## TO DO
An image-free, verbatim transcription of the records is the expected result.

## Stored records
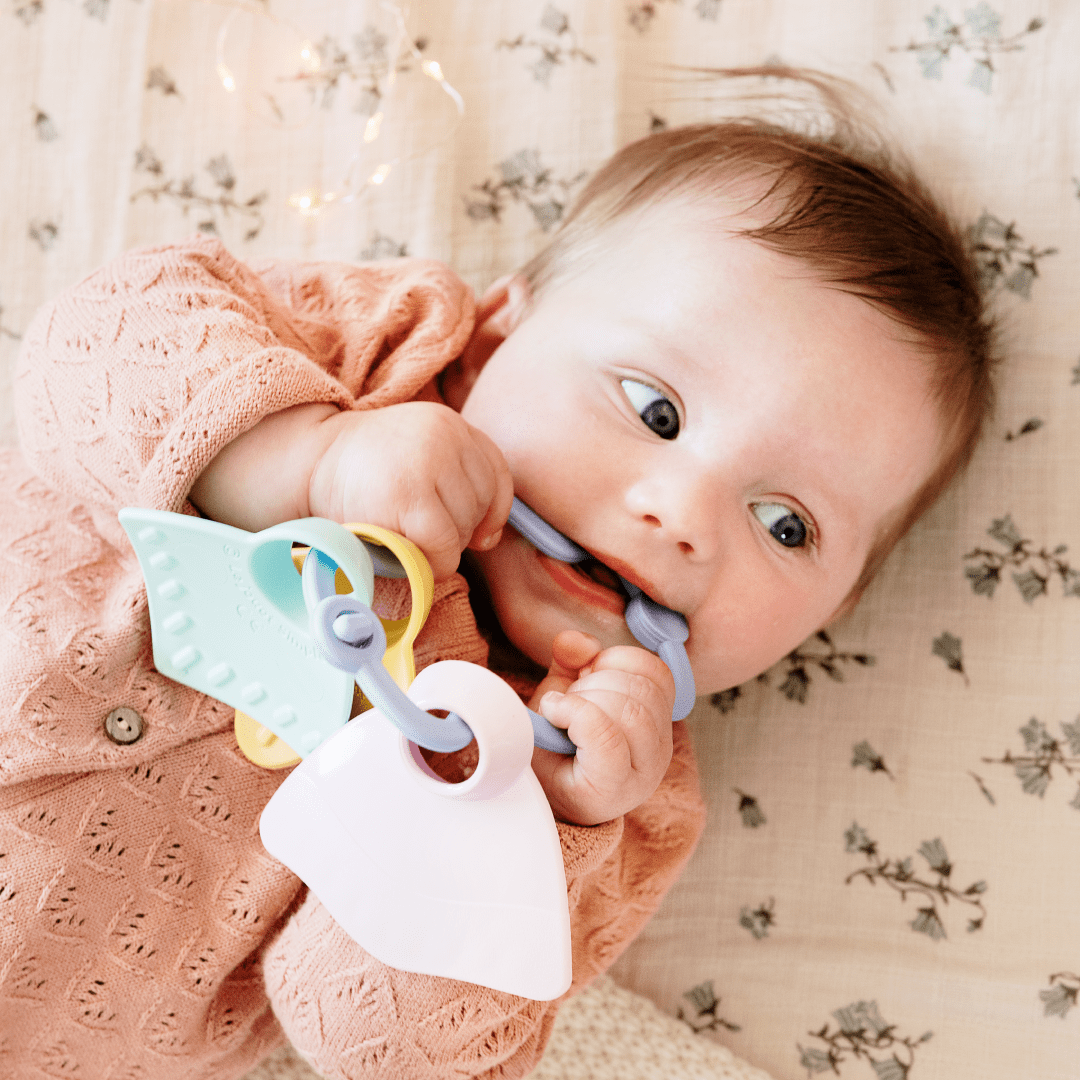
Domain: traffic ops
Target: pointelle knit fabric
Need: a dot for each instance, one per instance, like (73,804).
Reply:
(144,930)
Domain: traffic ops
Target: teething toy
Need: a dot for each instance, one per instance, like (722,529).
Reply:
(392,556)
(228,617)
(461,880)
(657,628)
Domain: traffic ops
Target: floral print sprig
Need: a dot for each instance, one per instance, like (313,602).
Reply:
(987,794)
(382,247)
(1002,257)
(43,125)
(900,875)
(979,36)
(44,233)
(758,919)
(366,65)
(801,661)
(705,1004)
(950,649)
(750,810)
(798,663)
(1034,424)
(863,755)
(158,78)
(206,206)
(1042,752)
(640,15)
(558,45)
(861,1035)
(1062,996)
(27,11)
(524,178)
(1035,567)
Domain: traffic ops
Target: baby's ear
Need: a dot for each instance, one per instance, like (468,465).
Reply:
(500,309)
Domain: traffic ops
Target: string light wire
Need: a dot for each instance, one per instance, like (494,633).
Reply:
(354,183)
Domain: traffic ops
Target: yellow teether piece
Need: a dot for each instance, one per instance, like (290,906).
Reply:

## RESPONSE BELOW
Domain: traffic ops
Target: pointelle knit fabric
Need: a dot for each instance, one per instance, like (73,804).
Reply:
(144,930)
Domain: traffic ops
Target: teething toy
Need: a dot for each instance, one per instance, like (722,529).
Reply:
(392,556)
(228,617)
(461,880)
(657,628)
Domain: traffic ops
Target: floral print sprig
Need: a dot for each instance, one per instance, like (313,602).
Reply:
(987,794)
(382,247)
(1002,257)
(43,125)
(900,875)
(979,36)
(44,233)
(758,919)
(366,65)
(801,661)
(705,1004)
(950,649)
(750,810)
(798,663)
(1034,424)
(863,755)
(158,78)
(206,206)
(1042,752)
(640,15)
(558,45)
(861,1035)
(1062,996)
(27,11)
(524,178)
(1035,567)
Domain: traffic ops
Target: baby's ear
Need: a dot for each instance, one per instance, like (468,465).
Reply:
(500,309)
Domain: traffic ops
Target: string light wire
Need: a dot for each instance, one per instance, like (494,633).
Reply:
(354,183)
Domain: traffic ops
Target: yellow teether piece
Need: a dot for each instance, one per instance, like (290,906).
Reply:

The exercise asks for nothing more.